**Problem details**:
Reproduce word for word the entries starting at the first line and ending at the line that contains "[(33, 228), (154, 132), (247, 8), (307, 10)]", with that line included.

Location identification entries
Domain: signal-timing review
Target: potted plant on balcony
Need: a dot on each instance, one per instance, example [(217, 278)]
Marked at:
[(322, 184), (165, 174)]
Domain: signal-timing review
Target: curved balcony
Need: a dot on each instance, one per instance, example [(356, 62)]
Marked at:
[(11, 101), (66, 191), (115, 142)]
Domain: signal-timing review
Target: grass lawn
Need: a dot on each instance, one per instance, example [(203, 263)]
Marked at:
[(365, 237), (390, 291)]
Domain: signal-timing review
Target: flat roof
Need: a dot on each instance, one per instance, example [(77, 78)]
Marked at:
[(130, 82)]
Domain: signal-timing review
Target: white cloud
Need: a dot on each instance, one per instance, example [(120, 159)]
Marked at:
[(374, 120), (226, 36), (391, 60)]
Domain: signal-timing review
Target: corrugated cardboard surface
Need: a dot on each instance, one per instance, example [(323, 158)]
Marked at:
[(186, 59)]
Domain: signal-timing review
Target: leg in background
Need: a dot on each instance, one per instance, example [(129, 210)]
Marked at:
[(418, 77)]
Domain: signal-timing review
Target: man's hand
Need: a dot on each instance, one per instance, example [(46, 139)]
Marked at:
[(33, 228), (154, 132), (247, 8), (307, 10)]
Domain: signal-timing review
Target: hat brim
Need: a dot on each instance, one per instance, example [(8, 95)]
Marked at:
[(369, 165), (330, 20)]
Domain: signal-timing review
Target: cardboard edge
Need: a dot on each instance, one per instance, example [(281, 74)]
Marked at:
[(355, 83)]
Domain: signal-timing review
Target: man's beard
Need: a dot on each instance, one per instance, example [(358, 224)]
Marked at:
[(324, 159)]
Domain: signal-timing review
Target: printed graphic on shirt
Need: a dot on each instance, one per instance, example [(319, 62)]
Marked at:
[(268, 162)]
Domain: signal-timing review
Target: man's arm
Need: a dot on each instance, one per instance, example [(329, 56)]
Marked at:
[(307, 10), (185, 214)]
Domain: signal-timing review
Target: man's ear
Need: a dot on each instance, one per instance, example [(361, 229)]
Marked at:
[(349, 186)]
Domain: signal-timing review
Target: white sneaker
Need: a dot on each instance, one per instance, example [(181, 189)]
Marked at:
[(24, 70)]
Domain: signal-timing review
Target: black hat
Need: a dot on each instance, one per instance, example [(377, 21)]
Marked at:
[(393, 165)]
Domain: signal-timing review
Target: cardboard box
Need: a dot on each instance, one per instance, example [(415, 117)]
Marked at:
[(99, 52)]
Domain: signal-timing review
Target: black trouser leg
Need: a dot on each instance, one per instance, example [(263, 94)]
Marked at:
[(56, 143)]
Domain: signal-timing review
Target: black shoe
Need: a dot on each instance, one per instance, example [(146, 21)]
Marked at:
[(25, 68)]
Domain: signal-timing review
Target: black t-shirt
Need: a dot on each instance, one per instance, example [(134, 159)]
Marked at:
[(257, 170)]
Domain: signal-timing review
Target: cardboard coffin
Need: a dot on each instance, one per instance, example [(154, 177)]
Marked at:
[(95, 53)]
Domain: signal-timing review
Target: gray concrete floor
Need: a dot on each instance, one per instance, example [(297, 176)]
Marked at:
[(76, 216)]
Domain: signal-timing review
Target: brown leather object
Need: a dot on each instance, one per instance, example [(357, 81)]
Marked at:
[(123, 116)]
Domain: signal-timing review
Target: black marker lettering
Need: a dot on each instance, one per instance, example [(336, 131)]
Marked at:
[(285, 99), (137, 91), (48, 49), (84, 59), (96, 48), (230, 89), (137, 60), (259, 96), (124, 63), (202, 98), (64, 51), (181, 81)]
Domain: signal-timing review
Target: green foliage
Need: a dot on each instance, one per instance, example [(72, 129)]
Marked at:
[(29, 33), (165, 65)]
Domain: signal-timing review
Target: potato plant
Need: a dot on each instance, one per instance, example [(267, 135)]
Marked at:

**Solution for this problem**:
Domain: signal-timing review
Target: potted plant on balcony
Need: a dot on each instance, one per instance, example [(217, 278)]
Marked at:
[(322, 184), (165, 174)]
Domain: signal-timing review
Target: curved balcony
Need: a dot on each instance, one per instance, example [(356, 62)]
Marked at:
[(11, 101), (66, 191), (115, 142)]
Domain: signal-timing review
Target: grass lawn
Need: a dot on each instance, one per instance, example [(203, 263)]
Marked at:
[(365, 237), (390, 291)]
Domain: signal-timing review
Target: flat roof
Need: a dot on each instance, one per instance, example [(77, 78)]
Marked at:
[(130, 82)]
Domain: signal-timing review
Target: white cloud
Need: a dot on each instance, one per instance, example [(120, 159)]
Marked at:
[(374, 120), (226, 36), (391, 60)]
Domain: signal-timing review
Target: corrugated cardboard surface
Need: a dot on each instance, one per instance, example [(323, 158)]
Marked at:
[(186, 59)]
Domain: signal-timing review
Target: leg in background
Need: a dot on each instance, one per instance, example [(129, 210)]
Marked at:
[(418, 77)]
Domain: signal-timing review
Target: man's hand
Need: a dot on each instance, one per instance, example [(46, 139)]
Marked at:
[(33, 228), (154, 132), (247, 8), (307, 10)]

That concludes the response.